------ Data extract ------

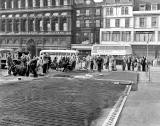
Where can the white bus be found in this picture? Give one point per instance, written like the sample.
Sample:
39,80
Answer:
3,56
54,53
116,50
113,50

------

**What is expected**
Without changing a word, transcribe all of the data and omit its images.

**Result**
Where can the white bus be found in this picture? Give one point per instance, written like the sample.
Sample:
39,80
Answer:
3,56
54,53
116,50
113,50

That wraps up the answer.